Saved entries:
========

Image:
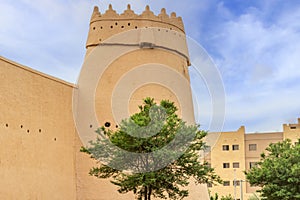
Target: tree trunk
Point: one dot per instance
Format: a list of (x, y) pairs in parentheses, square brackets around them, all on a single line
[(145, 193)]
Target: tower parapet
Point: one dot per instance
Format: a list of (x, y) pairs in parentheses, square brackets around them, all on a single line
[(102, 26)]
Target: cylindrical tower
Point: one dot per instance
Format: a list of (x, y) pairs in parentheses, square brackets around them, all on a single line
[(151, 61)]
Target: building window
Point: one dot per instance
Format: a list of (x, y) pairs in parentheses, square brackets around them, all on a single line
[(226, 183), (235, 147), (237, 183), (236, 165), (252, 164), (252, 147), (226, 165), (225, 147)]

========

§ What the task requires
In the answer, please give only the lines from the line containing "Target: building window" through the final line of the data, copied exactly.

§ Output of the task
Target: building window
Point: one dot per instance
Format: a list of (x, y) pairs in parentheses, square brackets around them, all on a single line
[(226, 183), (235, 147), (237, 183), (236, 165), (252, 164), (252, 147), (226, 165), (225, 147)]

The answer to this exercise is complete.